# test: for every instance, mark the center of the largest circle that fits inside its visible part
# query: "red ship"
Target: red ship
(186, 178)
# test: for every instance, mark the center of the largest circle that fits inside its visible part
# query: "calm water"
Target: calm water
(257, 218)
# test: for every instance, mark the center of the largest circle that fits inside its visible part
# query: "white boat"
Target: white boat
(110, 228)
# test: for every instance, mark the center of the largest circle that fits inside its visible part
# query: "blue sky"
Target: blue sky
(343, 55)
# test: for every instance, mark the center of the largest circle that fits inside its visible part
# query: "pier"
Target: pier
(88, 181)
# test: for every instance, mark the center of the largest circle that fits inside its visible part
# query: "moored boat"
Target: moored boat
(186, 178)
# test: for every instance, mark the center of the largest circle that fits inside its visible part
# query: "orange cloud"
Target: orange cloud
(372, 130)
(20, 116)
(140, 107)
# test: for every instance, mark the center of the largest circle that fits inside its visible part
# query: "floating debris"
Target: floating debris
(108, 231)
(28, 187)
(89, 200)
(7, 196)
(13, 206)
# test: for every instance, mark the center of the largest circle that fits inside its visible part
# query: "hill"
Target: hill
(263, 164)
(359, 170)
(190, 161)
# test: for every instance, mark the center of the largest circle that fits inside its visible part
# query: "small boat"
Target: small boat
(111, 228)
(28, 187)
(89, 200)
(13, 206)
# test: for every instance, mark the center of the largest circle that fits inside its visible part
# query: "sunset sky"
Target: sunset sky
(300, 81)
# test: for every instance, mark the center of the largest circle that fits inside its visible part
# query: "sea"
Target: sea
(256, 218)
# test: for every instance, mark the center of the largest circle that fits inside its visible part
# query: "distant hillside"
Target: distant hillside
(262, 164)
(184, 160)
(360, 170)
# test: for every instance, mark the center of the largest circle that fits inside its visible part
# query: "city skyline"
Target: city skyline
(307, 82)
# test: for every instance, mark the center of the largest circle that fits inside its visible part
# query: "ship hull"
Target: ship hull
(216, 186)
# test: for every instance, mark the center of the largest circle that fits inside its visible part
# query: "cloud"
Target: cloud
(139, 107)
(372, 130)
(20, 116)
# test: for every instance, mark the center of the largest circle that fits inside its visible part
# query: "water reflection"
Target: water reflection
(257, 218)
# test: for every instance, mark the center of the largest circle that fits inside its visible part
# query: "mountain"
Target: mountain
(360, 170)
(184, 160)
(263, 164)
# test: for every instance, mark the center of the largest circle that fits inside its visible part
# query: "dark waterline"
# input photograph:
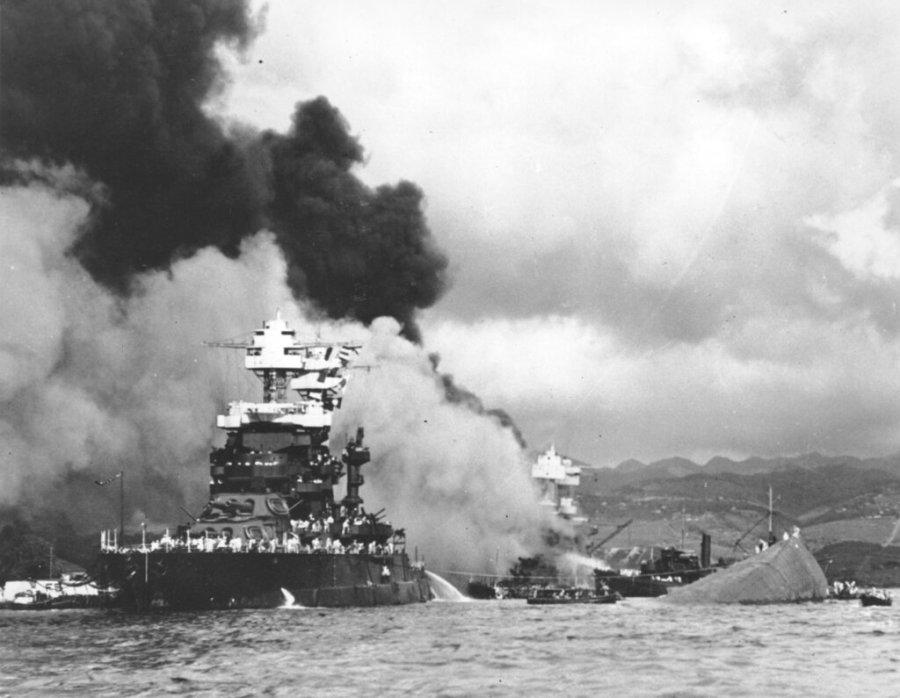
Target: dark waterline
(637, 647)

----------

> [Problem description]
Pictures are to be left out, and each line from the one that contains "Target: water reflection" through the end of the listing is to be copied exactly.

> [Reply to the task]
Target: water reflection
(257, 218)
# test: for every instance, mark the center of the largest circle that fits inside its visible part
# query: "mountain"
Target: mountain
(360, 170)
(184, 160)
(263, 164)
# test: for every instance, mark the center of the largest circle that fits inside its visible part
# query: "dark waterline"
# input photograph:
Target: dark waterline
(637, 647)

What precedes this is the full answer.